Wiederhole sämtliche folgenden Datensätze Zeile für Zeile unverändert, lass dabei jedoch die Bilder weg.

## DATENSÄTZE ZUR AUFGABE:
##########

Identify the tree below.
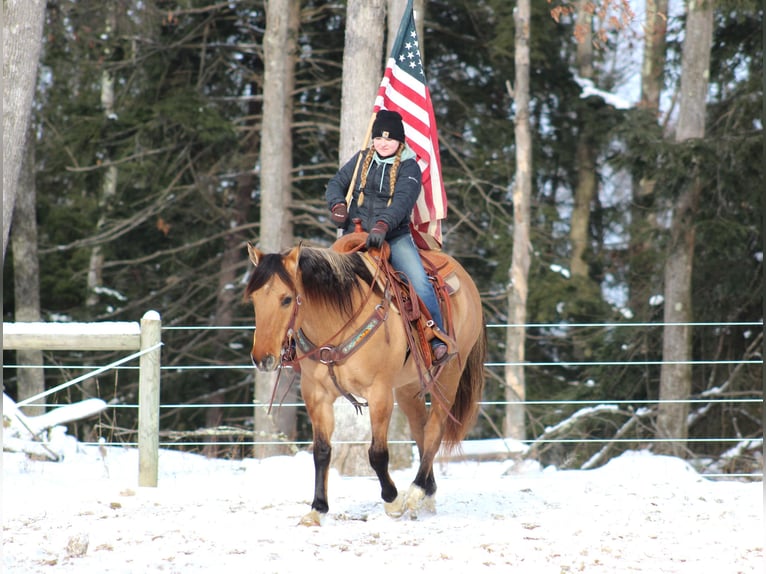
[254,0,300,457]
[3,0,46,261]
[332,0,385,475]
[657,0,713,456]
[11,130,45,415]
[503,0,532,440]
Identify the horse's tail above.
[443,317,487,451]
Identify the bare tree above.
[503,0,532,440]
[629,0,668,321]
[3,0,46,261]
[569,0,596,278]
[332,0,388,476]
[254,0,300,457]
[11,130,45,415]
[657,0,713,456]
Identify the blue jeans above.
[388,234,444,330]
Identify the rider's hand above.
[330,203,348,227]
[367,221,388,249]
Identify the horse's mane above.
[245,253,295,298]
[245,247,373,316]
[298,247,373,316]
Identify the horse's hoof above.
[298,508,324,526]
[404,484,432,520]
[383,494,404,518]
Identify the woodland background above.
[3,0,764,476]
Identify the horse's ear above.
[252,241,263,267]
[284,244,301,275]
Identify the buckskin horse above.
[245,237,486,525]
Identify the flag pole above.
[346,112,377,206]
[336,112,377,238]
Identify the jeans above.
[388,234,444,330]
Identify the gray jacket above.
[325,147,422,239]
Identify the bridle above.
[269,256,391,414]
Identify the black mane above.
[245,253,295,298]
[299,247,372,315]
[245,247,372,315]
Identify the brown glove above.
[330,203,348,227]
[367,221,388,249]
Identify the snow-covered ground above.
[2,445,764,574]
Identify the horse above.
[245,238,487,526]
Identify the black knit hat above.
[372,110,404,143]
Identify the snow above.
[3,443,764,574]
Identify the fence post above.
[138,311,162,486]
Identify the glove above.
[330,203,348,227]
[367,221,388,249]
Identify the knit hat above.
[372,110,404,143]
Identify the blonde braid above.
[356,146,375,207]
[388,144,404,205]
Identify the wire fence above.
[3,321,763,479]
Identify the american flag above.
[374,0,447,249]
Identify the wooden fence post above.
[138,311,162,486]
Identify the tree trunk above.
[332,0,390,476]
[253,0,300,458]
[629,0,668,322]
[657,0,713,456]
[503,0,532,440]
[2,0,46,261]
[569,0,596,277]
[11,130,45,416]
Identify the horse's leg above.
[367,385,399,512]
[395,384,436,495]
[403,372,460,518]
[300,390,335,526]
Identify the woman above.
[325,110,451,365]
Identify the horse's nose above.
[250,354,277,372]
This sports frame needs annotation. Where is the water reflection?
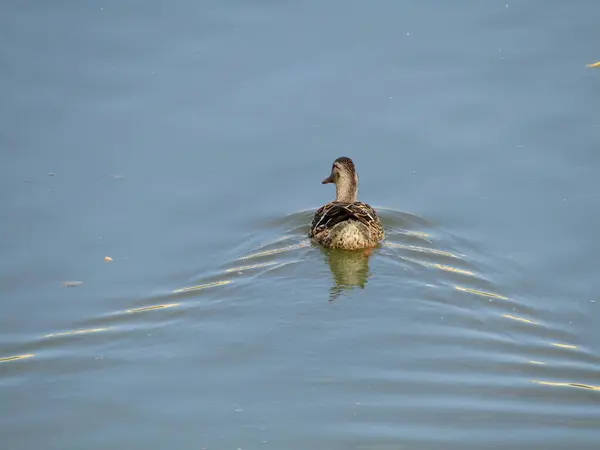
[321,248,371,301]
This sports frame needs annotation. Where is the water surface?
[0,0,600,450]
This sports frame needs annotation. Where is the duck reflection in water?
[321,248,373,301]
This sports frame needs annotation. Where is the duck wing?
[310,202,379,236]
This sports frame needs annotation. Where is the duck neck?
[335,177,358,203]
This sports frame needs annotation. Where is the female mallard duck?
[309,157,385,250]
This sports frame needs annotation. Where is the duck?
[309,156,385,250]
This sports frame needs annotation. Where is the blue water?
[0,0,600,450]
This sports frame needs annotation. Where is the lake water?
[0,0,600,450]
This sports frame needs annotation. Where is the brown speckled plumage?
[309,157,385,250]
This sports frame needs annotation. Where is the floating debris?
[0,353,35,363]
[62,281,83,287]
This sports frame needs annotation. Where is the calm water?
[0,0,600,450]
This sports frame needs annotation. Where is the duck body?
[309,157,385,250]
[309,202,385,250]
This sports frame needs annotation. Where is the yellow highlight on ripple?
[550,342,577,349]
[383,242,458,258]
[125,303,181,313]
[225,261,279,273]
[454,286,508,300]
[44,328,108,337]
[434,264,475,277]
[0,353,35,363]
[173,280,231,294]
[532,380,600,391]
[502,314,539,325]
[238,241,310,260]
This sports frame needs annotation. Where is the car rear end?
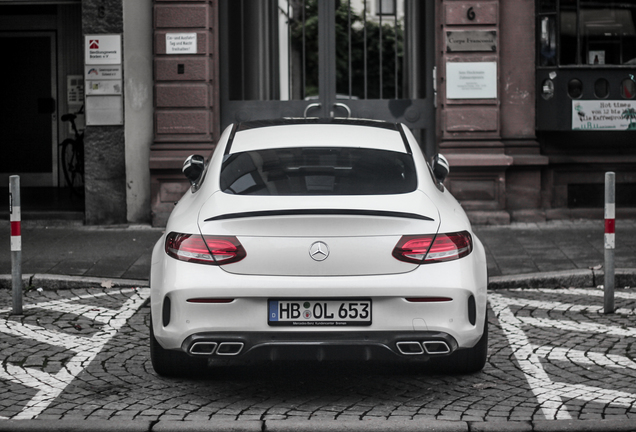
[151,120,486,372]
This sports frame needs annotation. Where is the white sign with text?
[84,35,121,65]
[166,33,197,54]
[572,100,636,131]
[446,62,497,99]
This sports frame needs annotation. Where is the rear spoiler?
[205,209,435,222]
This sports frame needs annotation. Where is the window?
[375,0,395,15]
[537,0,636,67]
[221,147,417,195]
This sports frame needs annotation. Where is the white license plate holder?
[267,299,372,327]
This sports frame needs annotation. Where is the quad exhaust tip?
[396,341,424,355]
[422,341,450,354]
[395,341,451,355]
[190,342,218,355]
[188,342,244,356]
[216,342,243,355]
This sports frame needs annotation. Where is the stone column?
[82,0,126,225]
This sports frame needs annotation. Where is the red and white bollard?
[9,176,22,315]
[603,172,616,314]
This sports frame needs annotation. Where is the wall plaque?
[446,62,497,99]
[446,30,497,52]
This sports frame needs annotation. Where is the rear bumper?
[181,331,458,361]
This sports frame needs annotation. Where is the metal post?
[603,172,616,314]
[9,176,22,315]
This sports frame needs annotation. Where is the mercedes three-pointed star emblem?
[309,242,329,261]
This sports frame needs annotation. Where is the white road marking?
[488,293,572,419]
[0,321,90,351]
[0,288,150,419]
[496,293,636,315]
[489,289,636,419]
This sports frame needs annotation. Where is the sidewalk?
[0,220,636,288]
[0,220,163,288]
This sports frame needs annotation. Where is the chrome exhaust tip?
[216,342,243,356]
[422,341,450,355]
[189,342,217,355]
[395,341,424,355]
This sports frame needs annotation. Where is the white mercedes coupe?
[150,119,488,376]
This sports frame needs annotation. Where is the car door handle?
[305,103,322,118]
[333,102,351,118]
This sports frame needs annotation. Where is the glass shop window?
[537,0,636,66]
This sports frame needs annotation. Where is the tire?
[60,138,84,196]
[150,319,208,378]
[446,315,488,374]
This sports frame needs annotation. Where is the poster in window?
[572,100,636,131]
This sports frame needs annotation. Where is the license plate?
[267,299,371,327]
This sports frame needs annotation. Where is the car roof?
[225,118,411,154]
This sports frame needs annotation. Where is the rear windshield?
[221,147,417,195]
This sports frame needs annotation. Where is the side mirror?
[181,155,205,185]
[433,153,450,183]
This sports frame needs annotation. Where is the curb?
[0,273,149,289]
[0,419,636,432]
[488,268,636,290]
[0,268,636,290]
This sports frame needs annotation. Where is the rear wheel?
[446,315,488,374]
[150,319,207,377]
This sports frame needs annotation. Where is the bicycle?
[59,106,84,196]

##########

## LÖSUNG:
Identify the tree below.
[254,0,300,457]
[3,0,46,261]
[332,0,385,475]
[657,0,713,456]
[11,130,45,415]
[503,0,532,440]
Identify the horse's tail above.
[443,317,487,451]
Identify the bare tree above.
[503,0,532,440]
[629,0,668,321]
[3,0,46,261]
[569,0,596,278]
[332,0,388,476]
[254,0,300,457]
[11,130,45,415]
[657,0,713,456]
Identify the blue jeans above.
[388,234,444,330]
Identify the rider's hand above.
[330,203,348,227]
[367,221,388,249]
Identify the horse's mane above.
[245,253,295,298]
[245,247,373,316]
[298,247,373,316]
Identify the horse's hoof above.
[298,508,324,526]
[404,484,432,520]
[383,494,404,518]
Identify the woodland background above.
[3,0,764,476]
Identify the horse's ear above.
[252,241,263,267]
[284,244,301,275]
Identify the buckskin horse above.
[245,237,486,525]
Identify the flag pole above.
[346,112,377,206]
[336,112,377,238]
Identify the jeans above.
[388,234,444,330]
Identify the gray jacket above.
[325,147,422,239]
Identify the bridle above.
[269,256,391,414]
Identify the black mane above.
[245,253,295,298]
[299,247,372,315]
[245,247,372,315]
Identify the brown glove above.
[330,203,348,227]
[367,221,388,249]
Identify the snow-covered ground above.
[2,445,764,574]
Identify the horse above.
[245,238,487,526]
Identify the black knit hat above.
[372,110,404,143]
Identify the snow above.
[3,443,764,574]
Identify the fence post above.
[138,311,162,486]
Identify the glove above.
[330,203,348,227]
[367,221,388,249]
Identify the knit hat above.
[372,110,404,143]
Identify the blonde braid above.
[356,146,375,207]
[388,144,404,205]
Identify the wire fence above.
[3,321,763,479]
Identify the american flag above.
[374,0,447,249]
Identify the wooden fence post above.
[138,311,162,486]
Identify the tree trunk above.
[332,0,390,476]
[253,0,300,458]
[629,0,668,322]
[657,0,713,456]
[503,0,532,440]
[2,0,46,261]
[569,0,596,277]
[11,130,45,416]
Identify the horse's leg above.
[367,385,399,512]
[395,384,436,495]
[403,372,460,518]
[300,390,335,526]
Identify the woman above.
[325,110,451,365]
Identify the horse's nose above.
[250,354,277,372]
This sports frame needs annotation. Where is the water reflection?
[321,248,371,301]
This sports frame needs annotation. Where is the water surface?
[0,0,600,450]
This sports frame needs annotation. Where is the duck reflection in water?
[321,248,373,301]
This sports frame needs annotation. Where is the duck wing?
[310,202,379,236]
This sports frame needs annotation. Where is the duck neck?
[335,177,358,203]
This sports frame needs annotation. Where is the female mallard duck?
[309,157,385,250]
This sports frame needs annotation. Where is the duck?
[309,156,385,250]
This sports frame needs annotation. Where is the blue water?
[0,0,600,450]
This sports frame needs annotation. Where is the lake water?
[0,0,600,450]
This sports frame needs annotation. Where is the brown speckled plumage?
[309,157,385,250]
This sports frame needs annotation. Where is the floating debris?
[0,353,35,363]
[62,281,83,287]
This sports frame needs annotation. Where is the calm water?
[0,0,600,450]
This sports frame needs annotation. Where is the duck body?
[309,157,385,250]
[309,202,385,250]
This sports frame needs annotation. Where is the yellow highlight on ripple?
[550,342,577,349]
[383,242,458,258]
[125,303,181,313]
[225,261,279,273]
[454,286,508,300]
[44,328,108,337]
[434,264,475,277]
[0,353,35,363]
[173,280,231,294]
[532,380,600,391]
[502,314,539,325]
[238,241,310,260]
This sports frame needs annotation. Where is the car rear end?
[151,120,486,372]
This sports frame needs annotation. Where is the white sign with text?
[84,35,121,65]
[166,33,197,54]
[572,100,636,131]
[446,62,497,99]
This sports frame needs annotation. Where is the rear spoiler?
[205,209,435,222]
This sports frame needs annotation. Where is the window?
[375,0,395,15]
[537,0,636,67]
[221,147,417,195]
This sports frame needs annotation. Where is the white license plate holder?
[267,299,372,327]
This sports frame needs annotation. Where is the quad exhaust tip?
[396,341,424,355]
[422,341,450,354]
[395,341,451,355]
[190,342,218,355]
[188,342,244,356]
[216,342,243,355]
This sports frame needs annotation. Where is the stone column?
[82,0,126,225]
This sports frame needs annotation. Where is the red and white bollard?
[9,176,22,315]
[603,172,616,314]
This sports frame needs annotation. Where is the wall plaque?
[446,62,497,99]
[446,30,497,52]
This sports frame needs annotation. Where is the rear bumper?
[181,331,458,361]
This sports frame needs annotation. Where is the metal post?
[603,172,616,314]
[9,176,22,315]
This sports frame needs annotation. Where is the mercedes three-pointed star emblem?
[309,242,329,261]
This sports frame needs annotation. Where is the white road marking?
[488,293,572,419]
[0,321,90,351]
[0,288,150,419]
[496,293,636,315]
[489,289,636,419]
This sports frame needs annotation. Where is the sidewalk?
[0,220,636,288]
[0,220,163,288]
This sports frame needs annotation. Where is the chrome exhaust tip?
[216,342,243,356]
[422,341,450,355]
[189,342,217,355]
[395,341,424,355]
This sports frame needs annotation. Where is the white mercedes coupe?
[150,119,488,376]
This sports frame needs annotation. Where is the car door handle?
[305,103,322,118]
[333,102,351,118]
This sports frame needs annotation. Where is the glass shop window?
[537,0,636,66]
This sports frame needs annotation. Where is the tire?
[60,138,84,196]
[150,319,208,378]
[446,315,488,374]
This sports frame needs annotation. Where is the poster in window?
[572,100,636,131]
This sports frame needs annotation. Where is the license plate?
[267,299,371,327]
This sports frame needs annotation. Where is the car roof?
[225,118,411,154]
This sports frame needs annotation. Where is the rear windshield?
[221,147,417,195]
This sports frame needs annotation. Where is the side mirror?
[181,155,205,185]
[433,153,450,183]
This sports frame needs annotation. Where is the curb?
[0,273,149,289]
[0,419,636,432]
[488,268,636,290]
[0,268,636,290]
This sports frame needs annotation. Where is the rear wheel?
[446,315,488,374]
[150,319,207,377]
This sports frame needs annotation. Where is the bicycle?
[59,106,84,196]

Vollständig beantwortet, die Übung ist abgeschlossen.